Document passage -
********
Filtering on part attributes would not be terribly difficult, but that's not the direction I'd go (it's flattened and weird and only so much can be done about that...)

If I were going to do something awesome with (3) I'd probably use "JSON Parts" (or request a normalized parts + attributes zip-or-something), and maybe figure out openrefine (but I'm allergic to Excel...).

people looking to borrow stuff

Especially in light of today's AWG discussions: Does that actually happen? I flipflop around between hearing that collections get actionable, accurate, and itemized lists (and we should probably have a shopping cart to save ya'll some clicks), and that picking specific parts is a curatorial thing that the public can't be expected to tackle. Understanding this a bit more would be very useful for lots of reasons - help?

Jegelewicz commented 1 year ago

I don't think there's any safe way to make them public).

A button that runs a report from search results?

I think everyone would love the shopping cart - but I don't think that we have the appropriate bandwidth to plan and create that?

Nobody that I work with uses JSON and thinking that a majority of people searching Arctos will use it is just wishful thinking (much less the daily Arctos users!).

I can make something that does what Jeff wants, but at some point it will break because something will change and nobody will know to "fix" the external tool (or nobody will know how because I am gone). The API is supposed to be our answer to everything - can we not use that to help solve things like this? If I knew the way to take a set of cat nums from search results, then use the API to make a report, I would do that - but of course, that has the same issues as the Excel solution with sustainability.

This is where opposition to putting anything in any attribute comes from - if we can't ever get at that stuff, what good is it?

dustymc commented 1 year ago

A button that runs a report from search results?

I can't expose that to public users - or I can't allow users to access their own unfiltered data in reports, which can't work.

love the shopping cart

Well they didn't the last time we had one...

The API is supposed to be our answer to everything - can we not use that to help solve things like this?

Absolutely, most anything that can talk to our API would have no trouble at all with something like this - that's (part of) why "JSON Parts" is cached.
********
Assignment -
From the forum thread above, repeat the stretch from "Nobody that I" through "solution with sustainability." word for word.

Source data -
********
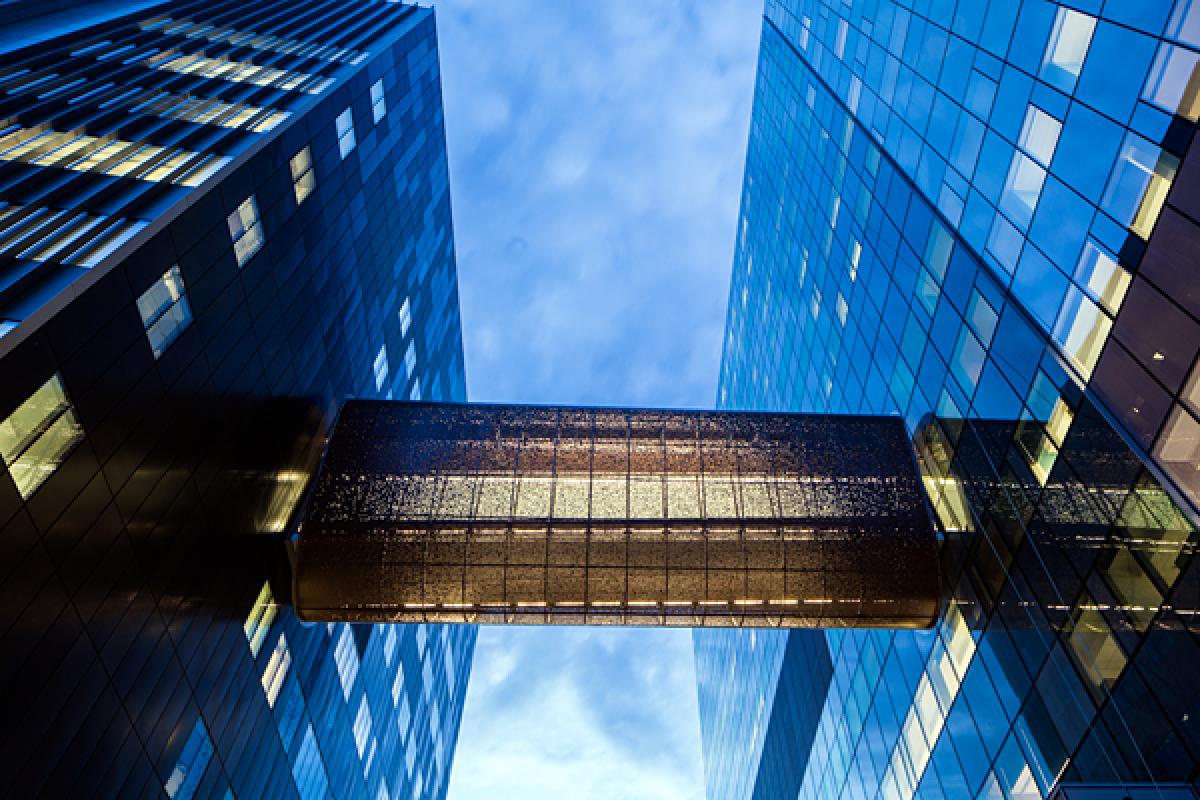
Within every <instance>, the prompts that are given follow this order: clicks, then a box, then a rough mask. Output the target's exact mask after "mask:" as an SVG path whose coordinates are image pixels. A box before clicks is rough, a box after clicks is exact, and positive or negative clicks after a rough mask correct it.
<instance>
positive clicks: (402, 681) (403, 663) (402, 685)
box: [391, 661, 404, 705]
mask: <svg viewBox="0 0 1200 800" xmlns="http://www.w3.org/2000/svg"><path fill="white" fill-rule="evenodd" d="M402 696H404V662H403V661H400V662H397V663H396V678H395V679H394V680H392V681H391V702H392V704H394V705H398V704H400V698H401V697H402Z"/></svg>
********
Completed task -
Nobody that I work with uses JSON and thinking that a majority of people searching Arctos will use it is just wishful thinking (much less the daily Arctos users!).

I can make something that does what Jeff wants, but at some point it will break because something will change and nobody will know to "fix" the external tool (or nobody will know how because I am gone). The API is supposed to be our answer to everything - can we not use that to help solve things like this? If I knew the way to take a set of cat nums from search results, then use the API to make a report, I would do that - but of course, that has the same issues as the Excel solution with sustainability.